Copia tal cual todos los registros que siguen, sin cambiar ni una letra.

_ _ _

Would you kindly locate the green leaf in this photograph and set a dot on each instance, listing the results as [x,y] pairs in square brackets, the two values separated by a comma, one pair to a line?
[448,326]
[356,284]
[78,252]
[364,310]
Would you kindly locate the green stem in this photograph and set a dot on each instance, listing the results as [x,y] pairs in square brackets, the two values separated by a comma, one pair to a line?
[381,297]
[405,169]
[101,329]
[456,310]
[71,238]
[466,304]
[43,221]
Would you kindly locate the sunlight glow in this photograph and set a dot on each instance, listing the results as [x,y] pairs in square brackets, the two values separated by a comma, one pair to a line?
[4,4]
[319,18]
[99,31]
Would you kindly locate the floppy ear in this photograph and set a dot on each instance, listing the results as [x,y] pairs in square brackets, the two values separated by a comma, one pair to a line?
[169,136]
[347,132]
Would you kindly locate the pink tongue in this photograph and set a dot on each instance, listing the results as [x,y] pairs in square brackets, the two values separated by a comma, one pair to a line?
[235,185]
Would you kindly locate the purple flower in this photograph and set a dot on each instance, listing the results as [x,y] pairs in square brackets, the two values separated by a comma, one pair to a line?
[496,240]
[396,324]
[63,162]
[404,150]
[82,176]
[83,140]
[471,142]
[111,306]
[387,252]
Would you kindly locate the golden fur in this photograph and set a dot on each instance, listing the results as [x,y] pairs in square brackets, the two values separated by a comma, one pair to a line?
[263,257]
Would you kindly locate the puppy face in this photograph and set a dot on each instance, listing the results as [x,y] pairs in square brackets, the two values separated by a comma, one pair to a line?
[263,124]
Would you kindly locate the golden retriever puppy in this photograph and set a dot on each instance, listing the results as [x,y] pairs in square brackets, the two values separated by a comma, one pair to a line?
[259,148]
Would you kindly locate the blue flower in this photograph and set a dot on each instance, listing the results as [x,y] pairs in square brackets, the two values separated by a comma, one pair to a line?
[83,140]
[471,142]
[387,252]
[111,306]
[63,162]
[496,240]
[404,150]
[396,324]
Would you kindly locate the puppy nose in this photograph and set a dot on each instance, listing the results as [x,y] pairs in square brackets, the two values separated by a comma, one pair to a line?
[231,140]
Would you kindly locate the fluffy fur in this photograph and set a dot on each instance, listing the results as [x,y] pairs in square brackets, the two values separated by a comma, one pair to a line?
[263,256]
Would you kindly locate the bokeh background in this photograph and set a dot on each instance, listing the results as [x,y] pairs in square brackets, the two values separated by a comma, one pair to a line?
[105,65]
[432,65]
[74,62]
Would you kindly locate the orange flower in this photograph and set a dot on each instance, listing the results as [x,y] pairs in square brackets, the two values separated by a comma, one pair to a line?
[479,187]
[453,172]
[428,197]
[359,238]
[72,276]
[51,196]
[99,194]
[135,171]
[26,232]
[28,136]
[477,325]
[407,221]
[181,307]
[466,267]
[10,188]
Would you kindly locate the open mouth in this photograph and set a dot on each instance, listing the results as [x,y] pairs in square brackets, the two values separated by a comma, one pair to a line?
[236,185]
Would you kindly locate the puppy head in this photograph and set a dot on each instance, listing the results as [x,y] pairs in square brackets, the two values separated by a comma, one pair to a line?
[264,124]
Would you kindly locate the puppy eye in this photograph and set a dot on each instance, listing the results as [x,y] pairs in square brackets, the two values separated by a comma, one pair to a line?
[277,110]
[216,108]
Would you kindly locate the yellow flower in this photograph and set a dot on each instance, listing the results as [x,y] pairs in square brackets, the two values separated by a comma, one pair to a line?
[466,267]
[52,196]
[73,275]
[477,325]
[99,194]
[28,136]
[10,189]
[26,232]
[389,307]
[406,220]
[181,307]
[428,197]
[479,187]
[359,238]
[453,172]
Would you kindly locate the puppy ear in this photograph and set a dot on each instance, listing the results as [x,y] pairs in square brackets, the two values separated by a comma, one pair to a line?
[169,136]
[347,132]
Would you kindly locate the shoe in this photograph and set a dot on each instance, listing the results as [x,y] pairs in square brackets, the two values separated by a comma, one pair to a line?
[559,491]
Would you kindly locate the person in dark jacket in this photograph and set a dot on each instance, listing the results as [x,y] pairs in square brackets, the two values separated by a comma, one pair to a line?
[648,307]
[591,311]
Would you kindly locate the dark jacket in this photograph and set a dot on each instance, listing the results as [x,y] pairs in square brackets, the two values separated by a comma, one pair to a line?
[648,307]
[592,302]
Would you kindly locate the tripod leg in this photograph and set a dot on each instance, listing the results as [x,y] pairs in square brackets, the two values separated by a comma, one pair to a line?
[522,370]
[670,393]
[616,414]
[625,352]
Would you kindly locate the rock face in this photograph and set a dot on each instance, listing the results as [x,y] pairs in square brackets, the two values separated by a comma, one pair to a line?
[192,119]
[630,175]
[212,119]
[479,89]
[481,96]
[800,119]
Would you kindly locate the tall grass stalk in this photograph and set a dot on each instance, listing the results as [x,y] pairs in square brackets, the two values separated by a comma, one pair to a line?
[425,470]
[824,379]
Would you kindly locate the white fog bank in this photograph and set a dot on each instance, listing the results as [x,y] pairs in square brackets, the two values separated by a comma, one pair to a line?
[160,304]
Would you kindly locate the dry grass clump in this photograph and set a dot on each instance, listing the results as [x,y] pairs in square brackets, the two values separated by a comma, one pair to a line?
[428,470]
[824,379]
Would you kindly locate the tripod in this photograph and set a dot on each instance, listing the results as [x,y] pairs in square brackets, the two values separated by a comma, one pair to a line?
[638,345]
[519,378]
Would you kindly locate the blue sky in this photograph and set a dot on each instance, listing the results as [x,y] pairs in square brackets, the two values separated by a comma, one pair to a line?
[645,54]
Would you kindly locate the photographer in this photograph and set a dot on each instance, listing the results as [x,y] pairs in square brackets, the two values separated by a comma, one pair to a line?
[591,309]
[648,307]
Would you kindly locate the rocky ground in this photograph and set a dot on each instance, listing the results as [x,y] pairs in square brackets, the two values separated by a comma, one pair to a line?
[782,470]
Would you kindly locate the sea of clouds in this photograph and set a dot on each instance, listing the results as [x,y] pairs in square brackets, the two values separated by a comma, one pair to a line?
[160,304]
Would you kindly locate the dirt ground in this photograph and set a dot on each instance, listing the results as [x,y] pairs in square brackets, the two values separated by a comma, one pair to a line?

_ _ _

(Resultado del ejercicio):
Would you kindly locate the green leaf in this photograph and set a dot on each instance, listing the results as [x,y] pairs in square brackets, the two values separated by a comma, one pair to a line?
[448,326]
[356,284]
[78,252]
[364,310]
Would you kindly locate the green stem in this photograph and set a dot on each instance, listing the results as [x,y] pairs in square brackets, the two values separated by a comma, one pair to a line?
[381,297]
[405,169]
[101,329]
[456,310]
[71,238]
[466,304]
[43,221]
Would you kindly locate the sunlight glow in this photograph and set a dot on each instance, listing the results as [x,y] pairs in square brackets, the two values separated by a comma, one pair to a line?
[4,4]
[319,18]
[99,31]
Would you kindly locate the floppy ear in this photograph and set a dot on each instance, listing the results as [x,y] pairs in square brackets, the two values separated by a comma, one pair to a line?
[169,136]
[347,132]
Would you kindly locate the pink tongue in this photograph and set a dot on each instance, listing the results as [x,y] pairs in square brackets, the two values separated by a comma, one pair to a line?
[235,185]
Would you kindly locate the purple flower in this photograph and set a dot on each instance, listing the results as [x,y] pairs in square brackets, the two values separated by a comma, one pair to a line?
[496,240]
[396,324]
[63,162]
[404,150]
[82,176]
[83,140]
[471,142]
[111,306]
[387,252]
Would you kindly locate the golden fur in this photograph and set a dot on each instance, listing the results as [x,y] pairs in square brackets, the two values separated by a comma, one pair to a line?
[263,257]
Would you kindly locate the puppy face in this photograph and set a dot on each instance, listing the results as [x,y] pairs in square brackets, the two values separated by a comma, one pair to a line?
[263,124]
Would you kindly locate the golden retriever puppy in this photograph and set a dot on each instance, listing the results as [x,y] pairs in square brackets, the two values separated by a comma, one pair to a line?
[259,148]
Would you kindly locate the blue flower in this photograph and set a dot on each instance, listing the results as [x,y] pairs in square brackets, the two values separated by a comma, one pair to a line?
[83,140]
[471,142]
[387,252]
[111,306]
[63,162]
[496,240]
[404,150]
[396,324]
Would you kindly locate the puppy nose in this photograph and set a dot on each instance, listing the results as [x,y] pairs in square brackets, the two values separated by a comma, one pair to a line?
[231,140]
Would you kindly locate the fluffy fur in this photograph and set a dot on each instance, listing the results as [x,y] pairs in square brackets, the two values separated by a comma, one pair to a line?
[263,256]
Would you kindly locate the bokeh background in this photograph and set a dot on each instance, listing the results as [x,y] pairs in square brackets, the two values separated by a comma, one pair to a line?
[105,65]
[432,65]
[74,62]
Would you kindly locate the orange flower in this photograph and set a dot on each instance, listing the results as [x,y] pairs in square brackets, the two values separated by a comma, one pair to a line?
[479,187]
[453,172]
[428,197]
[359,238]
[72,276]
[51,196]
[99,194]
[135,171]
[26,232]
[28,136]
[477,325]
[407,221]
[181,307]
[466,267]
[10,188]
Would you kindly locate the open mouth in this photograph and set a dot on each instance, listing the results as [x,y] pairs in square brackets, the two values separated by a comma, one pair to a line?
[236,185]
Would you kindly locate the puppy head in this photograph and set a dot on each instance, listing the results as [x,y] pairs in square brackets, the two values separated by a comma, one pair to a line?
[264,124]
Would you kindly locate the puppy eye in this photograph and set a dot on each instance, listing the results as [x,y] pairs in square brackets, the two values separated by a comma, one pair to a line?
[277,110]
[216,108]
Would you kindly locate the yellow flower in this photograph and set a dot on each instance, listing the results as [x,y] pairs in square brackets, the two values separated by a comma, one pair to a line?
[466,267]
[52,196]
[73,275]
[477,325]
[99,194]
[28,136]
[10,189]
[26,232]
[389,307]
[406,220]
[181,307]
[428,197]
[479,187]
[359,238]
[453,172]
Would you kindly locate the puppy ear in this photograph and set a dot on each instance, listing the results as [x,y] pairs in square brackets, the two values separated by a comma, one pair to a line?
[169,136]
[347,132]
Would you kindly locate the shoe in this photograph and set a dot on each instance, listing the results as [x,y] pairs in square brackets, the two values separated by a comma, one pair to a line?
[559,491]
Would you kindly locate the person in dark jacket in this photograph and set a dot on each instance, listing the results as [x,y] pairs in square brackets, the two values separated by a comma, one pair to a line?
[648,307]
[591,311]
Would you kindly locate the dark jacket in this photograph and set a dot on each instance, listing the results as [x,y] pairs in square brackets, the two values separated by a comma, one pair to a line?
[648,307]
[592,302]
Would you kindly locate the tripod leg in this photograph and set a dot on each instance, listing the results as [x,y] pairs in square brackets, the two values separated by a comma, one pair to a line?
[522,370]
[670,393]
[616,414]
[625,352]
Would you kindly locate the rock face in this photograph and set a dot on each instance, listing the results as [x,y] pairs in square brackets, the two values separated by a comma, one pair to a line?
[192,119]
[630,175]
[212,119]
[479,89]
[481,96]
[800,119]
Would you kindly locate the tall grass stalk in this photograph and set a dot on each instance, listing the results as [x,y] pairs in square brackets, the two values separated by a comma, one pair to a line?
[425,470]
[824,379]
Would you kindly locate the white fog bank in this photograph and set a dot on each instance, listing the results as [x,y] pairs in square brackets, the two values separated by a comma, one pair to a line?
[160,304]
Would you kindly locate the dry grass clump in this photograph and set a dot on each instance, listing the results as [x,y] pairs in square brackets, the two values separated by a comma, one pair to a line?
[428,470]
[824,379]
Would you kindly locate the tripod in this photograph and set a dot on each instance, listing the results as [x,y] pairs in square brackets, the two values separated by a comma, one pair to a line?
[638,345]
[519,378]
Would you kindly locate the blue sky in this photograph and set a dot on each instance, listing the results as [x,y] pairs in square brackets, the two values separated by a comma, one pair to a line?
[645,54]
Would you kindly locate the photographer in this photograph and set a dot on each instance, listing the results as [x,y] pairs in square brackets, the two values separated by a comma, one pair to a line?
[591,309]
[648,307]
Would you kindly locate the rocky ground in this photograph and set a dot on each instance, listing the results as [x,y] pairs in square brackets, the two values separated by a comma, one pair to a line?
[782,470]
Would you kindly locate the sea of clouds in this photograph and set a dot on each instance, listing the results as [x,y] pairs in square brackets, the two values separated by a comma, one pair to a line?
[160,304]
Would you kindly locate the dirt ground in this photograph and set a dot on each instance, listing the results as [x,y] pairs in square brackets, the two values separated by a comma, one pair to a line?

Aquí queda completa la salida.